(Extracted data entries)
--- start ---

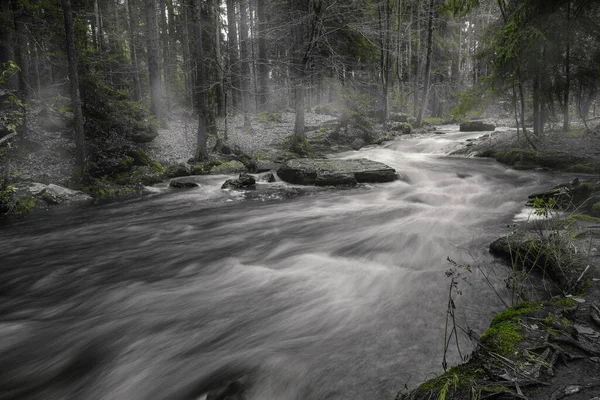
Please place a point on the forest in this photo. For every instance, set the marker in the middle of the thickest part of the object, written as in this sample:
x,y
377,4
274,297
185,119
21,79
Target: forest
x,y
113,72
299,199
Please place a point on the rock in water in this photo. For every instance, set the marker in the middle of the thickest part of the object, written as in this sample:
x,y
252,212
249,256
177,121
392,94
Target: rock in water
x,y
476,126
325,172
184,182
178,169
267,177
244,181
61,194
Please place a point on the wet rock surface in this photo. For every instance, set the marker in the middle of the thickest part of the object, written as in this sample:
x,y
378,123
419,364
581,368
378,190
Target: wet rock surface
x,y
476,126
184,182
327,172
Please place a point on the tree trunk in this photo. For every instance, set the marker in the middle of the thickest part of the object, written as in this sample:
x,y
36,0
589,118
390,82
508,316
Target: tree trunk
x,y
137,87
187,31
153,59
201,147
6,39
427,63
567,71
20,49
164,27
219,61
234,60
536,96
263,68
80,156
245,62
300,58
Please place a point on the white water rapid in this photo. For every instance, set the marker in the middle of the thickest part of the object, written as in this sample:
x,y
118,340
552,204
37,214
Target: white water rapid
x,y
315,294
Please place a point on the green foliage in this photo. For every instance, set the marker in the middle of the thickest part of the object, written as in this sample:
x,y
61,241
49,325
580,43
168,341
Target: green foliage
x,y
473,100
157,167
25,205
544,207
13,117
435,121
577,132
519,158
459,8
596,209
275,117
403,127
9,69
502,337
261,117
7,198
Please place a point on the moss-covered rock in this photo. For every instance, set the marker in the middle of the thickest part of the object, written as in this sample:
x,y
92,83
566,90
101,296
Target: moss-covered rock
x,y
178,169
229,167
476,126
306,171
403,128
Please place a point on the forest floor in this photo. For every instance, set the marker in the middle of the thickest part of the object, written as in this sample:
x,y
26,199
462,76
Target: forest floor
x,y
44,157
554,345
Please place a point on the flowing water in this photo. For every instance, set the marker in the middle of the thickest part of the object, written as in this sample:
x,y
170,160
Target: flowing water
x,y
301,293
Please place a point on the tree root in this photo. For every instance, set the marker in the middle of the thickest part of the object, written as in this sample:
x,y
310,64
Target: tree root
x,y
595,313
578,345
505,393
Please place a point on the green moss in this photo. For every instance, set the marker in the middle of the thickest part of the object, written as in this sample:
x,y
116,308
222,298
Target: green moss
x,y
139,157
582,168
596,209
126,164
503,337
565,302
403,127
261,117
318,138
25,205
201,169
514,312
275,117
487,153
577,132
157,167
436,121
523,159
48,198
102,189
505,330
571,219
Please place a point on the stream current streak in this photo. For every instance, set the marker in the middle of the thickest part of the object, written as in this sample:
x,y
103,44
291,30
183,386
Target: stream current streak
x,y
330,294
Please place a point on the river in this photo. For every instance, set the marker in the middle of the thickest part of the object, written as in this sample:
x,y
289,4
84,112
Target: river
x,y
301,293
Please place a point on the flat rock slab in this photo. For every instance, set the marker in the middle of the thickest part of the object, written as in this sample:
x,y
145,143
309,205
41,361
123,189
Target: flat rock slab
x,y
476,126
184,182
333,172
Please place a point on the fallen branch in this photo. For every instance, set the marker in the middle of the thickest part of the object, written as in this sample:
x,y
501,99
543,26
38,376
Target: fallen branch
x,y
5,138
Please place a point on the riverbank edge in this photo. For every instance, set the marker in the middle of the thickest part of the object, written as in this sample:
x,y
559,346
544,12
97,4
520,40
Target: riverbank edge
x,y
519,352
138,170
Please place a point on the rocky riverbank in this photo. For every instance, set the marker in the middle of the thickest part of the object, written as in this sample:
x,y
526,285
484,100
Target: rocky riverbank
x,y
545,346
45,158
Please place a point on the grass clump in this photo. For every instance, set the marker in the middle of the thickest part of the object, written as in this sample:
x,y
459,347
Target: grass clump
x,y
596,209
505,330
519,158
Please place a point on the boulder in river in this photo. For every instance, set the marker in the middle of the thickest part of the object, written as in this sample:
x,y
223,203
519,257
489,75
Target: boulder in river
x,y
267,177
178,169
476,126
184,182
55,194
325,172
244,181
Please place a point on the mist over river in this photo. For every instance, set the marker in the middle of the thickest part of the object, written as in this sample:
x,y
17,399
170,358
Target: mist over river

--- end ---

DIRECTIONS — Copy all of the material above word for word, and leave the pictures out of your copy.

SOLUTION TO THE PROBLEM —
Please place a point on the forest in this photo. For every instance, set the marker in the middle of the thickest part of the object, written as in this sample:
x,y
377,4
274,297
185,119
21,79
Target: forest
x,y
113,72
299,199
Please place a point on the rock in water in this photo. For every instance, set the marker in the middle of the thickest part of the object, written as in this sample:
x,y
252,212
249,256
177,121
392,94
Target: rock in water
x,y
476,126
325,172
184,182
178,169
267,177
244,181
61,194
Please place a point on the wet rock surface in this photo. For every instance, set the marker in the middle of the thickest part of the object, written as in this sample:
x,y
378,123
419,364
581,368
378,190
Target: wet rock surface
x,y
476,126
184,182
327,172
Please place a point on the tree trunk in this photo. For every instance, set the marker in the middle of the thickest part of the object, written as in this sample:
x,y
36,0
589,118
390,82
508,316
Target: tree trunk
x,y
137,87
187,31
153,59
201,147
6,39
427,63
567,71
20,49
164,27
219,61
234,60
536,96
263,68
80,156
245,62
300,58
Please place a point on the white water rapid in this photo. For every instance, set the marker in the middle of the thickest part of the object, written as in this sample:
x,y
118,340
552,204
37,214
Target: white water rapid
x,y
315,294
Please place a point on the green foliage in this photo. For every instance, set the marker in the middle of the thickest part of the object, written as in this sample:
x,y
61,241
49,325
580,43
168,341
Target: green foliage
x,y
473,100
157,167
25,205
544,207
13,117
435,121
577,132
519,158
459,8
596,209
275,117
403,127
9,69
502,337
261,117
7,198
Please place a point on the moss-covered rock in this photo. For every instance, set the marker in the middle of the thickest part of the object, written as in this sample:
x,y
92,83
566,90
101,296
Target: moss-covered rock
x,y
178,169
229,167
476,126
306,171
403,128
Please place a point on the forest floor in this photo. For every instance, set the marker in the middle of the thickest part of the object, written as in this sample:
x,y
26,199
462,76
Target: forest floor
x,y
44,157
554,345
Please place a point on the flowing water in this photo. For every instance, set the marker in the middle of the thickest part of the object, written as in this sample:
x,y
170,160
Target: flowing water
x,y
301,293
Please place a point on the tree root in this photo. For every instance, set the marker in the middle of the thickest part of the object, written as in this sample:
x,y
310,64
Target: tree root
x,y
595,313
578,345
505,393
Please place a point on the green moss in this photo. For every instance, set the marker in the middle of the thickest part of the object, written as in this sample:
x,y
116,308
222,298
Target: green moss
x,y
139,157
582,168
596,209
126,164
503,337
565,302
403,127
261,117
318,138
25,205
201,169
514,312
275,117
487,153
577,132
157,167
436,121
523,159
48,198
102,189
505,330
571,219
Please place a point on the stream current streak in this photo. For every instance, set the marker in the middle of the thickest part of the object, written as in this sample:
x,y
103,44
291,30
183,386
Target: stream current streak
x,y
330,294
Please place a point on the river in this photo. For every instance, set the marker in the middle of the thickest part of the object, written as in this sample:
x,y
289,4
84,112
Target: river
x,y
301,293
Please place a point on the flat rock slab in this photo. For every instance, set the marker in the middle of the thickest part of the object, written as in this sample:
x,y
145,143
309,205
41,361
123,189
Target: flat rock slab
x,y
476,126
184,182
333,172
Please place a point on the fallen branch in this photo. For every instance, set the marker in the middle of the thickest part of the object, written as in this sample:
x,y
501,99
543,26
38,376
Target: fallen branch
x,y
5,138
Please place a point on the riverbank edge in this photo. For every instance, set the marker in the middle of the thickest part of the object, written as in this sample:
x,y
559,346
544,12
97,4
520,40
Target: riverbank edge
x,y
519,352
138,170
Please place a point on the rocky riverbank in this photo. For every instance, set the marker in the middle of the thickest part of the object, written as in this sample:
x,y
526,285
484,100
Target: rocky riverbank
x,y
545,346
45,158
Please place a point on the grass clump in this photo. For every instance, set the marker in the middle of the thickest part of the object, written as in this sample:
x,y
459,347
Target: grass clump
x,y
596,209
505,330
519,158
Please place a point on the boulder in river in this photo. For every instance, set the marker in the middle of the thickest part of the object, written as in this sample:
x,y
223,203
519,257
489,75
Target: boulder in river
x,y
267,177
178,169
476,126
184,182
55,194
325,172
244,181
Please place a point on the mist over river in this photo. For every instance, set the marker in the middle of the thickest part of the object, written as in this sample:
x,y
17,399
170,358
Target: mist over river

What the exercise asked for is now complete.